Task to complete:
Locate every line in the data that contains the word "window" and copy each of those lines. Case counts.

Records to use:
•••
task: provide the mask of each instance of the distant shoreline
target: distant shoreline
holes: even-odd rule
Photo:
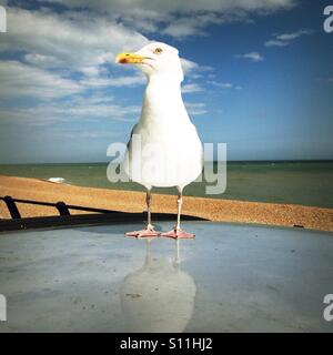
[[[64,201],[69,204],[124,212],[142,212],[145,209],[143,192],[57,184],[41,179],[0,175],[0,191],[1,195],[17,199]],[[44,206],[19,205],[19,210],[26,217],[57,214],[54,209]],[[175,195],[154,194],[152,211],[175,213]],[[215,222],[289,227],[296,225],[333,232],[333,209],[185,196],[183,213]],[[0,215],[10,217],[3,202],[0,202]]]

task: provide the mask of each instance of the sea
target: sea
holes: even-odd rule
[[[111,183],[107,168],[108,163],[0,164],[0,175],[63,178],[65,183],[80,186],[144,191],[133,182]],[[218,169],[216,163],[212,169]],[[332,209],[333,161],[228,162],[225,191],[206,194],[206,185],[204,181],[193,182],[184,189],[184,195]],[[175,194],[176,190],[154,189],[153,192]]]

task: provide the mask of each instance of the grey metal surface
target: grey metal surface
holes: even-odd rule
[[[165,231],[172,223],[162,222]],[[333,234],[186,222],[0,234],[0,332],[332,332]]]

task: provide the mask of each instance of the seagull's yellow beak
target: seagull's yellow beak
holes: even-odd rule
[[[143,62],[145,57],[135,54],[135,53],[119,53],[115,57],[115,63],[121,63],[121,64],[140,64]]]

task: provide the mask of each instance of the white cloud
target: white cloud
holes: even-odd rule
[[[221,89],[232,89],[234,85],[231,82],[218,82],[218,81],[209,81],[210,84],[219,87]]]
[[[81,68],[113,63],[114,54],[139,49],[149,41],[142,34],[88,13],[77,16],[8,9],[8,33],[0,51],[26,51],[26,60],[42,68]]]
[[[81,92],[75,81],[18,61],[0,61],[0,98],[57,99]]]
[[[133,121],[140,114],[138,105],[119,104],[112,97],[74,95],[67,101],[40,103],[30,108],[1,108],[1,122],[23,123],[26,125],[50,125],[56,122],[82,120]]]
[[[265,47],[285,47],[291,44],[295,39],[313,33],[312,30],[299,30],[291,33],[273,34],[272,40],[265,42]]]
[[[205,103],[203,102],[185,102],[185,106],[191,115],[200,115],[208,113]]]
[[[192,93],[203,91],[203,88],[198,83],[188,83],[182,85],[182,93]]]
[[[263,61],[263,57],[259,52],[249,52],[245,54],[238,54],[236,58],[249,59],[252,62],[261,62]]]
[[[123,1],[123,0],[54,0],[71,9],[91,9],[125,26],[145,32],[174,38],[205,34],[204,28],[231,21],[250,21],[251,14],[269,14],[295,6],[295,0],[193,0]]]
[[[135,87],[145,83],[145,78],[142,73],[127,77],[113,78],[85,78],[80,81],[84,87],[103,88],[103,87]]]

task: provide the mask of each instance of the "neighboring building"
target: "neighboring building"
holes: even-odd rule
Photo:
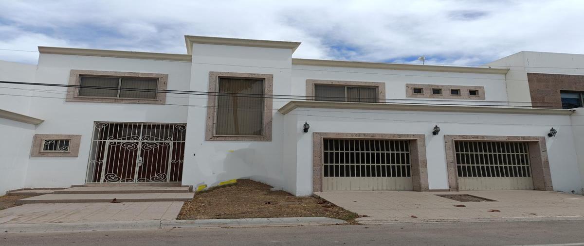
[[[0,192],[243,177],[297,195],[583,192],[583,114],[531,108],[525,63],[293,59],[298,43],[186,41],[186,55],[39,47],[37,66],[0,63],[0,80],[50,86],[0,85]]]

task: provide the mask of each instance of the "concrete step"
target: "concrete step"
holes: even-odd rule
[[[6,194],[8,195],[38,196],[44,194],[52,194],[55,191],[56,189],[21,189],[20,191],[9,191]]]
[[[194,193],[130,193],[92,194],[46,194],[21,199],[18,204],[25,203],[67,203],[77,202],[185,202],[193,199]]]
[[[188,193],[189,187],[161,186],[110,186],[72,187],[55,191],[54,194],[114,194],[139,193]]]

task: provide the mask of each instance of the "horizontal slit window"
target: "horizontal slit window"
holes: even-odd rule
[[[377,88],[375,87],[315,85],[314,94],[317,101],[377,103]]]
[[[78,96],[156,99],[158,79],[82,76]]]

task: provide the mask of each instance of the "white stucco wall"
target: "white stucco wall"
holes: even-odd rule
[[[578,154],[578,163],[580,167],[580,182],[582,189],[580,194],[584,194],[584,108],[575,108],[575,112],[570,116],[572,128],[574,133],[574,147]]]
[[[0,61],[0,81],[34,82],[36,65]],[[0,110],[30,115],[30,86],[0,83]],[[15,96],[18,95],[18,96]],[[35,126],[0,118],[0,195],[24,187]],[[6,140],[9,139],[9,140]]]
[[[296,195],[312,192],[312,132],[412,133],[426,135],[430,189],[448,189],[444,135],[545,136],[554,190],[581,192],[582,182],[569,116],[458,113],[347,109],[297,108],[286,115],[297,118],[297,129],[305,121],[308,133],[298,135]],[[437,124],[440,134],[432,134]],[[547,136],[550,128],[558,136]],[[287,126],[287,127],[288,127]]]
[[[168,90],[188,90],[190,64],[173,61],[41,54],[36,82],[67,85],[71,69],[168,74]],[[37,134],[80,134],[78,157],[30,157],[26,187],[64,187],[84,184],[95,121],[186,122],[187,106],[93,102],[66,102],[66,87],[34,92],[30,114],[44,120]],[[168,104],[186,105],[187,95],[168,94]],[[190,126],[187,126],[189,127]],[[32,141],[32,139],[31,139]],[[30,148],[30,143],[26,145]]]
[[[24,187],[34,125],[0,118],[0,196]]]
[[[289,49],[193,45],[190,90],[206,92],[209,72],[273,75],[273,94],[290,94],[292,51]],[[273,112],[285,101],[273,100]],[[272,113],[271,142],[206,141],[207,98],[192,97],[185,153],[183,184],[197,185],[249,177],[282,188],[283,115]]]
[[[293,65],[292,70],[291,94],[293,95],[306,95],[307,79],[364,81],[385,83],[385,98],[398,99],[388,100],[386,101],[388,103],[507,105],[505,103],[492,102],[507,101],[505,75],[305,65]],[[467,100],[406,97],[405,85],[408,83],[484,86],[485,99],[484,100]],[[423,101],[425,100],[427,101]],[[454,100],[457,101],[449,101]]]
[[[34,82],[37,66],[0,61],[0,81],[31,83]],[[0,109],[29,115],[31,92],[30,86],[0,83]],[[9,96],[22,95],[21,96]],[[33,115],[30,115],[33,116]]]
[[[484,67],[509,68],[505,75],[509,101],[529,102],[531,106],[527,73],[584,75],[584,55],[522,51],[485,64]]]

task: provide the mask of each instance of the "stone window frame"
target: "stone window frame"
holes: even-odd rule
[[[322,147],[325,138],[339,139],[383,139],[410,140],[412,184],[414,191],[428,191],[426,136],[423,134],[361,133],[346,132],[312,133],[312,192],[322,191]]]
[[[414,93],[414,88],[422,88],[423,93]],[[432,93],[432,89],[442,90],[442,94]],[[451,90],[460,90],[460,94],[452,94]],[[477,96],[470,95],[469,92],[475,90],[478,92]],[[406,97],[416,98],[443,99],[464,99],[464,100],[485,100],[484,86],[457,86],[446,85],[430,84],[405,84]],[[449,93],[445,93],[448,92]]]
[[[306,80],[306,97],[309,100],[315,100],[314,98],[316,85],[335,85],[344,86],[369,87],[377,89],[378,103],[385,102],[385,83],[384,82],[369,82],[366,81],[329,80],[322,79]],[[347,102],[354,103],[354,102]]]
[[[44,152],[43,140],[44,139],[60,139],[69,140],[69,151]],[[31,157],[75,157],[79,156],[79,147],[81,143],[81,135],[65,134],[35,134],[30,150]]]
[[[209,95],[207,101],[207,119],[205,122],[205,140],[219,141],[272,141],[272,99],[264,97],[263,128],[260,136],[217,135],[215,134],[217,121],[217,104],[218,97],[213,94],[218,92],[219,79],[221,77],[239,79],[261,79],[264,81],[265,95],[273,93],[274,75],[265,73],[209,72]]]
[[[156,93],[156,99],[154,99],[79,96],[79,86],[81,85],[82,76],[157,79],[158,79],[157,90],[158,90],[159,91],[166,90],[168,83],[168,74],[166,73],[71,69],[69,75],[68,85],[72,86],[67,87],[67,94],[65,99],[65,101],[138,103],[148,104],[164,104],[166,102],[166,93],[164,92],[157,92]]]
[[[454,142],[460,140],[527,142],[529,162],[531,168],[531,179],[533,180],[533,189],[537,191],[554,190],[545,137],[446,135],[444,135],[444,140],[446,154],[446,167],[448,173],[448,185],[451,191],[459,191],[458,175],[456,169],[456,160],[454,154]]]

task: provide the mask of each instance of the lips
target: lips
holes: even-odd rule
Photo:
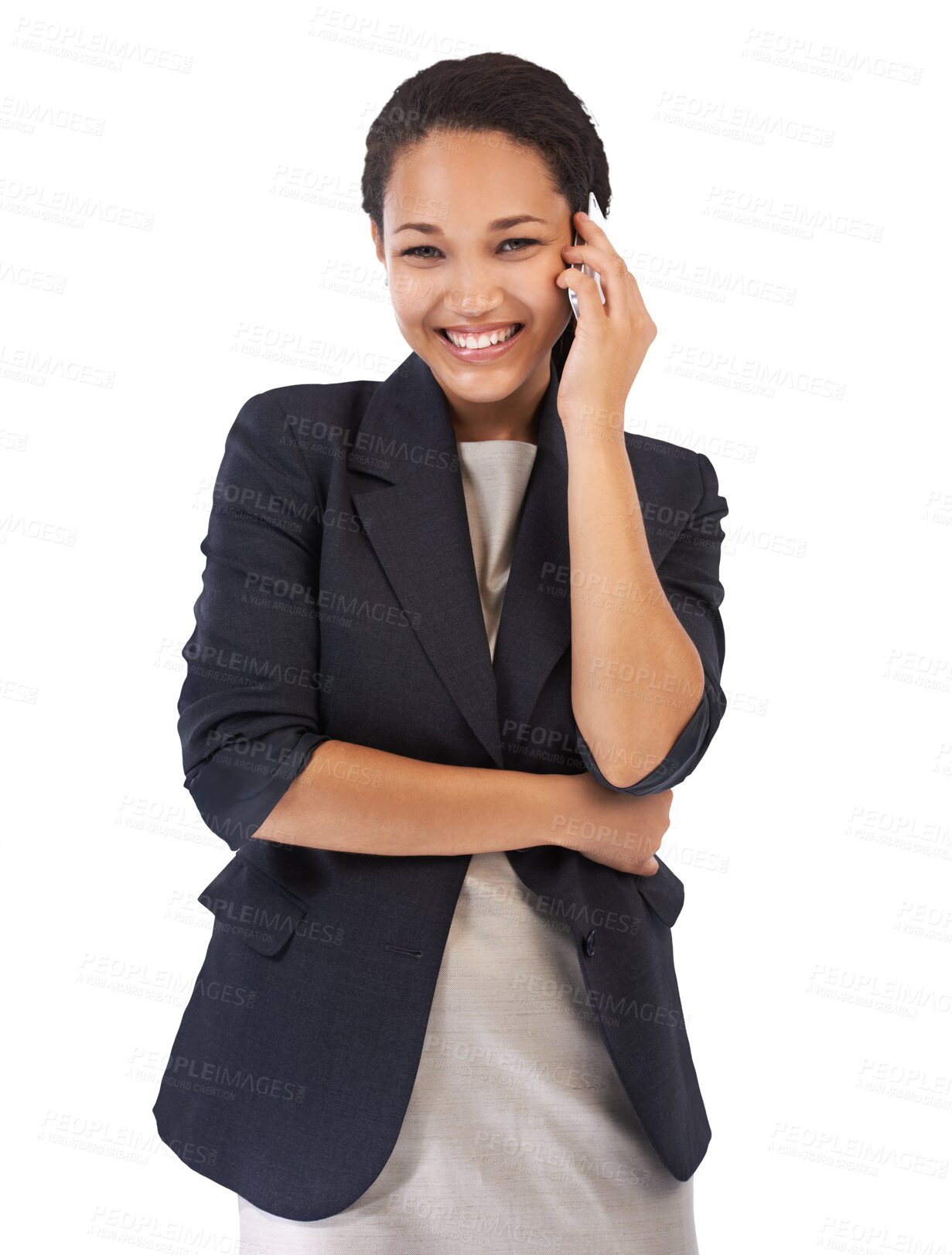
[[[506,339],[511,340],[516,335],[519,335],[519,333],[522,330],[522,326],[524,326],[522,323],[512,321],[512,323],[496,323],[494,326],[490,326],[490,328],[484,328],[484,326],[480,326],[480,328],[473,326],[473,328],[466,328],[466,329],[462,329],[462,328],[458,328],[458,329],[457,328],[451,328],[450,330],[452,330],[452,334],[455,336],[457,336],[457,339],[465,339],[466,336],[470,336],[470,335],[476,336],[476,339],[479,339],[481,335],[487,335],[489,336],[489,335],[492,335],[494,333],[509,331],[509,335],[506,336]],[[512,330],[510,330],[510,328]],[[441,335],[445,340],[450,340],[450,335],[448,335],[447,329],[445,326],[437,328],[437,334]],[[450,340],[450,343],[452,344],[452,340]],[[505,344],[505,340],[504,341],[496,341],[496,343],[504,343]],[[485,348],[490,348],[490,346],[495,348],[495,345],[485,345]],[[457,348],[460,348],[460,346],[457,345]]]
[[[492,363],[496,361],[499,358],[504,358],[507,353],[515,351],[514,346],[519,345],[522,331],[525,330],[525,324],[506,323],[504,324],[501,330],[505,330],[505,328],[510,326],[515,326],[516,330],[512,331],[509,339],[500,340],[497,344],[487,344],[482,349],[461,349],[458,344],[453,344],[453,341],[446,334],[445,328],[437,328],[436,334],[440,336],[440,343],[443,345],[443,349],[451,356],[456,358],[457,361],[466,363],[466,365],[468,366],[468,365],[480,365],[482,363],[486,364]],[[487,335],[490,331],[495,330],[497,330],[497,328],[480,328],[480,335],[482,334]],[[466,334],[475,335],[476,329],[473,328],[472,330],[466,331]]]

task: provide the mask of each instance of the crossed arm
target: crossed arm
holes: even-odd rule
[[[667,816],[657,798],[618,793],[661,796],[668,784],[656,772],[618,789],[600,776],[581,739],[589,772],[565,776],[427,763],[322,730],[315,690],[300,683],[301,676],[319,678],[319,633],[255,595],[260,572],[275,586],[313,581],[322,523],[319,508],[301,508],[308,502],[316,507],[316,487],[280,405],[266,393],[252,397],[227,435],[202,542],[207,561],[196,626],[182,650],[188,664],[178,702],[185,784],[206,825],[231,848],[256,836],[364,853],[452,855],[559,843],[579,848],[571,836],[575,821],[600,817],[615,826],[624,821],[623,837],[634,833],[634,863],[643,862],[658,847],[657,827],[661,818],[667,827]],[[710,491],[703,503],[712,505]],[[690,545],[678,550],[674,585],[691,579],[691,561]],[[710,555],[705,570],[716,581],[716,556],[713,575]],[[713,595],[710,584],[705,591]],[[678,617],[684,622],[681,612]],[[686,628],[710,661],[708,684],[720,693],[716,615],[715,624],[690,619]],[[288,680],[291,671],[294,683]],[[249,676],[254,684],[242,683]],[[678,742],[690,734],[692,743],[691,758],[678,763],[679,778],[713,734],[711,709],[706,690],[702,718],[696,714]],[[668,762],[659,769],[671,777],[669,768]]]

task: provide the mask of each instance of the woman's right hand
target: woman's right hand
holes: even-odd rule
[[[615,871],[657,873],[653,856],[668,831],[673,789],[634,797],[607,789],[589,772],[546,779],[558,779],[549,798],[555,843]]]

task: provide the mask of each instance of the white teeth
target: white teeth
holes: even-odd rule
[[[519,323],[512,323],[511,326],[500,328],[497,331],[490,331],[489,335],[482,331],[480,335],[457,335],[456,331],[447,331],[447,339],[452,340],[457,349],[489,349],[491,344],[501,344],[504,340],[509,340],[510,336],[515,335],[519,329]]]

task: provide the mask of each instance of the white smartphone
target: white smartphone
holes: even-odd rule
[[[585,208],[585,212],[588,213],[588,216],[592,218],[592,221],[597,226],[600,226],[603,228],[608,227],[608,223],[605,222],[605,216],[603,215],[602,210],[598,207],[598,201],[595,200],[595,193],[594,192],[589,192],[589,195],[588,195],[588,206]],[[587,241],[576,231],[575,232],[575,238],[573,240],[573,243],[587,243]],[[605,304],[605,294],[602,291],[602,279],[599,277],[598,271],[593,270],[592,266],[579,265],[578,262],[573,262],[573,265],[575,266],[576,270],[580,270],[583,272],[583,275],[592,275],[592,277],[595,280],[595,286],[598,287],[598,295],[602,297],[602,304],[604,305]],[[571,305],[571,312],[575,315],[575,318],[578,318],[579,316],[579,302],[578,302],[578,297],[575,296],[575,292],[573,292],[571,289],[569,289],[569,304]]]

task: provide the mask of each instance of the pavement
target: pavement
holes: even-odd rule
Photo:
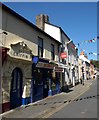
[[[78,97],[90,89],[93,82],[94,80],[87,80],[84,85],[78,84],[70,88],[68,92],[62,92],[43,100],[20,106],[1,114],[0,117],[3,118],[2,120],[5,120],[5,118],[48,118],[69,103],[78,101]]]

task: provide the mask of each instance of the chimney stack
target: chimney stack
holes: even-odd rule
[[[49,23],[49,16],[40,14],[36,16],[36,26],[44,31],[44,23]]]

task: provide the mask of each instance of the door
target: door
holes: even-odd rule
[[[10,91],[10,109],[16,108],[22,104],[22,71],[15,68],[12,72],[11,91]]]

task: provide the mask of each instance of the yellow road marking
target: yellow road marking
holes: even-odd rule
[[[91,83],[91,84],[92,84],[92,83]],[[91,85],[91,84],[90,84],[90,85]],[[88,89],[90,89],[90,85],[87,86],[88,88],[87,88],[85,91],[83,91],[81,94],[79,94],[79,95],[76,96],[74,99],[72,99],[71,102],[73,102],[73,100],[75,100],[76,98],[78,98],[79,96],[81,96],[82,94],[84,94],[86,91],[88,91]],[[57,109],[55,109],[54,111],[50,112],[49,114],[43,116],[42,118],[48,118],[48,117],[50,117],[51,115],[53,115],[54,113],[58,112],[59,110],[61,110],[61,109],[64,108],[65,106],[67,106],[68,104],[70,104],[70,103],[67,102],[66,104],[63,104],[62,106],[58,107]]]

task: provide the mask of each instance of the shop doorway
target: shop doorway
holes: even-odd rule
[[[15,68],[12,72],[11,90],[10,90],[10,109],[22,105],[22,71]]]

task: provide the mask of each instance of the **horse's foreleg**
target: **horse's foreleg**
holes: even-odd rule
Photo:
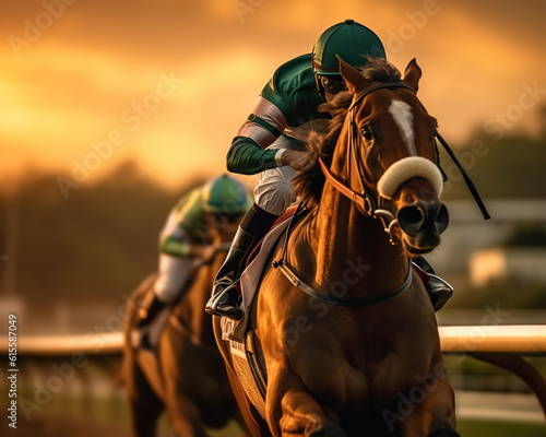
[[[281,378],[272,376],[268,383],[266,415],[274,436],[345,436],[336,413],[321,406],[298,378],[292,376],[281,383]]]
[[[153,437],[157,418],[164,410],[163,402],[152,390],[132,353],[126,355],[124,370],[134,436]]]

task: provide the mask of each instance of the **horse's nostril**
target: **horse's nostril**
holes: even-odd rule
[[[448,209],[443,203],[440,204],[440,208],[435,217],[436,229],[441,234],[449,224],[449,213]]]
[[[396,214],[399,225],[407,235],[415,236],[425,222],[425,213],[418,206],[402,208]]]

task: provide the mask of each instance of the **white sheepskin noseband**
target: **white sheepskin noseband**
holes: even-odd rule
[[[402,184],[414,177],[427,179],[440,197],[443,189],[440,169],[435,163],[420,156],[404,157],[391,165],[379,179],[377,185],[379,194],[384,199],[391,199]]]

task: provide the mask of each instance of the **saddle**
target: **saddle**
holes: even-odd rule
[[[233,320],[223,317],[221,320],[222,339],[228,342],[228,351],[232,355],[234,370],[242,387],[262,417],[265,418],[265,391],[266,375],[263,366],[259,363],[259,342],[256,341],[252,324],[256,324],[256,317],[252,317],[253,302],[257,296],[263,269],[270,253],[275,247],[278,238],[288,232],[288,226],[294,220],[299,220],[304,214],[296,216],[297,209],[288,209],[274,223],[272,229],[260,241],[247,262],[247,268],[240,277],[240,291],[242,296],[241,309],[244,316],[240,320]]]

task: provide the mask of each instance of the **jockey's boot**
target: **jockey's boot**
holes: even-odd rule
[[[425,284],[425,288],[427,290],[428,297],[430,297],[430,302],[432,302],[435,312],[439,311],[453,294],[453,287],[436,274],[425,257],[417,257],[414,262],[427,273],[428,282]]]
[[[155,316],[157,316],[166,306],[167,304],[159,300],[155,293],[149,294],[142,303],[142,307],[139,309],[136,315],[136,329],[139,330],[140,347],[152,349],[147,336],[147,327],[152,320],[154,320]]]
[[[237,284],[247,264],[248,257],[268,234],[277,215],[271,214],[256,203],[242,218],[232,248],[224,264],[218,270],[212,296],[206,303],[205,311],[215,316],[225,316],[239,320],[242,311],[239,309],[240,298]]]

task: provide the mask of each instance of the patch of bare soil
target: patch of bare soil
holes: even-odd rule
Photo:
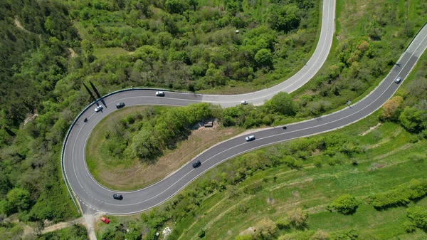
[[[152,165],[135,160],[135,165],[130,167],[111,167],[98,159],[96,160],[96,178],[102,184],[115,189],[130,190],[144,187],[167,177],[204,150],[243,131],[241,128],[221,127],[217,122],[214,122],[213,127],[199,127],[191,131],[189,138],[179,142],[175,150],[165,152]],[[95,140],[97,138],[93,137]],[[89,144],[90,151],[99,150],[92,148],[95,147],[96,144]]]
[[[369,130],[366,130],[366,131],[364,131],[364,132],[362,132],[362,133],[361,133],[361,134],[359,134],[359,136],[364,136],[364,135],[366,135],[367,134],[368,134],[368,133],[369,133],[369,132],[372,132],[373,130],[376,130],[376,128],[378,128],[379,126],[381,126],[381,122],[378,122],[378,124],[377,124],[377,125],[375,125],[375,126],[374,126],[374,127],[369,127]]]
[[[256,228],[255,226],[249,226],[248,229],[245,229],[243,231],[238,234],[238,235],[252,235],[256,231]]]

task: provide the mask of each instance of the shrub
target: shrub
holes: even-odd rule
[[[288,214],[288,218],[291,224],[297,228],[304,227],[308,214],[298,208]]]
[[[349,194],[344,194],[335,199],[329,206],[330,210],[335,209],[343,214],[351,214],[356,212],[359,206],[359,201]]]
[[[410,207],[407,210],[406,216],[413,224],[414,226],[422,229],[427,229],[427,209],[420,207],[415,206]],[[408,227],[410,229],[410,226]]]
[[[327,240],[330,239],[330,234],[322,230],[317,230],[310,237],[310,240]]]
[[[371,197],[371,204],[376,209],[392,206],[406,205],[427,194],[427,181],[412,179],[409,184],[385,192],[378,193]]]
[[[275,221],[279,229],[287,229],[290,227],[290,221],[287,218],[283,218]]]
[[[200,231],[199,232],[199,238],[203,238],[205,236],[205,231],[204,229],[200,230]]]
[[[276,225],[269,219],[261,220],[255,226],[256,231],[253,234],[255,239],[270,239],[277,234]]]
[[[249,234],[240,235],[236,237],[236,240],[252,240],[252,236]]]
[[[356,229],[348,229],[332,232],[330,234],[331,240],[354,240],[357,239],[359,231]]]

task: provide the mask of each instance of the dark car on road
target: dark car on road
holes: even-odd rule
[[[248,136],[245,139],[246,140],[246,142],[253,141],[253,140],[255,140],[255,136],[254,135]]]
[[[194,167],[194,168],[197,168],[197,167],[200,167],[200,165],[201,165],[201,162],[200,162],[200,161],[196,161],[196,162],[193,162],[193,167]]]
[[[156,92],[156,95],[159,97],[164,97],[164,93],[162,91]]]
[[[122,196],[120,194],[117,194],[116,193],[116,194],[112,194],[112,198],[115,199],[117,199],[117,200],[122,200],[123,199],[123,196]]]
[[[119,103],[117,104],[116,104],[116,108],[122,108],[125,107],[125,103]]]

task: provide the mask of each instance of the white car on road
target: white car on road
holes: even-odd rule
[[[101,111],[101,110],[102,110],[102,109],[103,109],[103,108],[104,108],[104,107],[102,107],[102,105],[98,105],[97,107],[96,107],[96,108],[95,108],[95,111],[96,113],[97,113],[97,112],[99,112],[99,111]]]

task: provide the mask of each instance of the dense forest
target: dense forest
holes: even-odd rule
[[[68,127],[92,100],[85,81],[101,94],[196,90],[292,71],[315,42],[319,2],[286,3],[1,1],[0,212],[23,221],[77,216],[58,165]],[[117,48],[132,53],[109,55]]]
[[[342,35],[329,65],[307,86],[262,108],[224,110],[218,115],[223,125],[253,127],[318,115],[363,94],[394,64],[427,9],[422,1],[405,2],[416,18],[391,1],[370,4],[376,6],[374,21],[361,20],[354,30],[348,18],[340,19]],[[94,83],[101,94],[131,86],[236,93],[271,85],[310,57],[320,5],[300,0],[0,1],[0,54],[6,56],[0,58],[1,219],[42,223],[78,216],[59,161],[66,130],[92,101],[83,83]],[[422,137],[426,81],[416,83],[409,89],[418,93],[406,95],[403,103],[388,103],[393,111],[384,118]],[[1,226],[1,231],[14,227],[9,221]]]

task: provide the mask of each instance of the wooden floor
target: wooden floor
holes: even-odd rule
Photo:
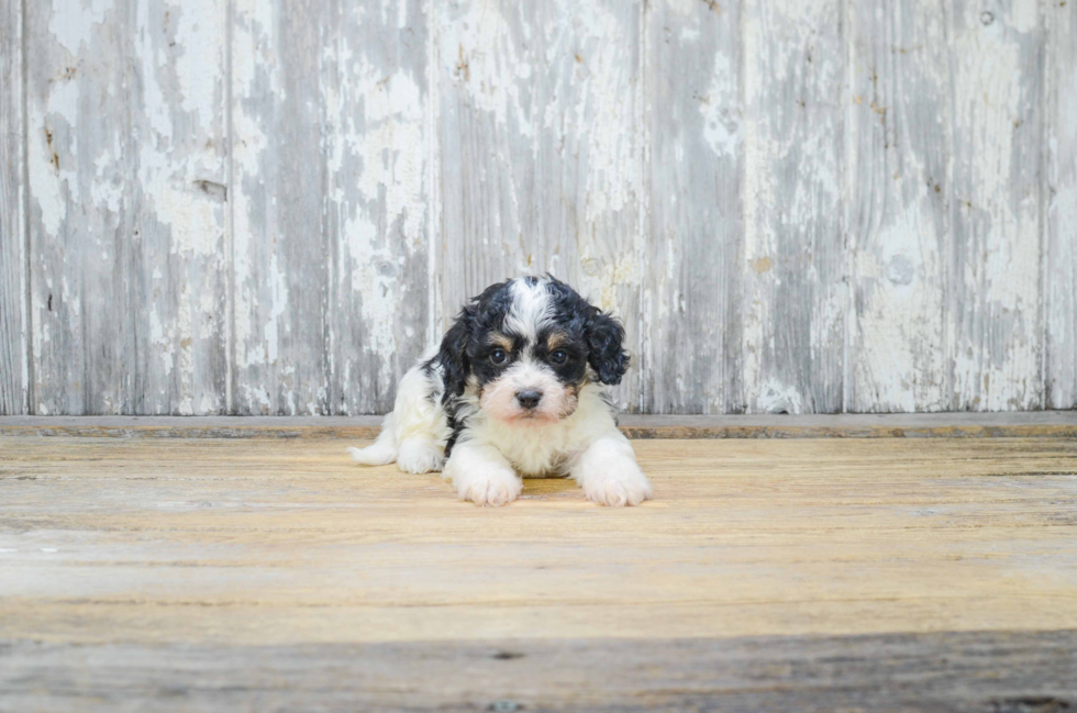
[[[1077,442],[637,441],[499,510],[333,439],[0,438],[0,711],[1077,710]]]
•••
Task result:
task: provide the mask of each instance of the "horizontal slit window"
target: "horizontal slit window"
task: provide the mask of each instance of the "stone window frame"
target: "stone window frame"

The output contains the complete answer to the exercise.